Content Market Embedding

A content market embedding stores information about the embeddings of the tweets in the community. It has the following fields:

  • latent_space_dim: the dimesionality of the embeddings
  • embedding_type: the embedding type used to embed the tweets
  • tweet_embeddings: mapping of tweet id to embedding vector

Content Market Builder

The content market builder is responsible for managing the process of constructing a content market from the given inputs by running the following individual steps:

  1. Creating and populating all user objects
  2. Partitioning the users into the different user groups according to the selected partitioning strategy
  3. Computing the clustering from the embedded tweets
  4. Calculating the supply and / or demand curves of each user based on the clustering

The entry point of the module ./src/main.py leverages the builder and runs these steps.
━━━━
Actions to take:
• 1. Can you rewrite the paragraph in the content market text that begins "The content market builder is responsible" more briefly, keeping its main facts and the steps it lists?
• 2. Retype the part of the content market text that opens with the words containing "The content market" and closes with "runs these steps.", changing nothing.
You won't need the records that come next.

Dataset excerpts:
━━━━
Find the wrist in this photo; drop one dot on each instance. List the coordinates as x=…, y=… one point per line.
━━━━
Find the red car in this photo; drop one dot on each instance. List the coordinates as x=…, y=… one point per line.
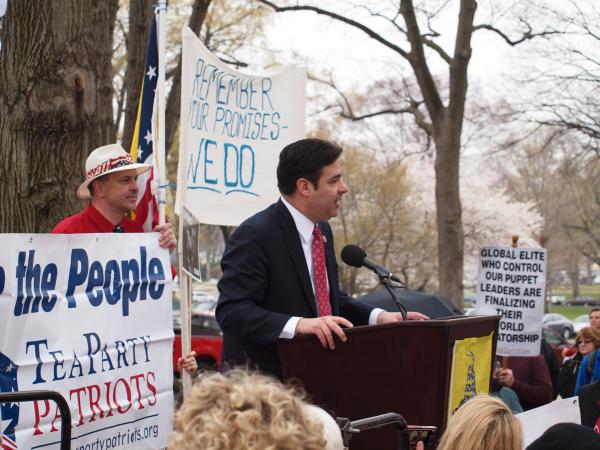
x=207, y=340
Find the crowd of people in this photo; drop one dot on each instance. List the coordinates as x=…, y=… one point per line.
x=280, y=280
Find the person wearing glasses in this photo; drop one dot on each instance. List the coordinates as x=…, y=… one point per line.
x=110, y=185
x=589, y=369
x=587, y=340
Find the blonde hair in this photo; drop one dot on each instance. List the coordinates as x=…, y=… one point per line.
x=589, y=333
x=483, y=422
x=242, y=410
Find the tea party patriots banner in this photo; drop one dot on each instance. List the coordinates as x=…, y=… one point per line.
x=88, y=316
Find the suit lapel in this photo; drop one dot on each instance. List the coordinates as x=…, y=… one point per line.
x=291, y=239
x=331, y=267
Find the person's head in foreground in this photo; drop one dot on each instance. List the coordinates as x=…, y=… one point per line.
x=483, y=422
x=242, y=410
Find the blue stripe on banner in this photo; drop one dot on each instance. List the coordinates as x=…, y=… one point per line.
━━━━
Solutions in order:
• 1.
The content market builder builds a content market from the given inputs in four steps:
1. Create and populate all user objects.
2. Partition users into user groups using the selected partitioning strategy.
3. Compute the clustering from the embedded tweets.
4. Calculate each user's supply and/or demand curves from the clustering.

• 2.
The content market builder is responsible for managing the process of constructing a content market from the given inputs by running the following individual steps:

  1. Creating and populating all user objects
  2. Partitioning the users into the different user groups according to the selected partitioning strategy
  3. Computing the clustering from the embedded tweets
  4. Calculating the supply and / or demand curves of each user based on the clustering

The entry point of the module ./src/main.py leverages the builder and runs these steps.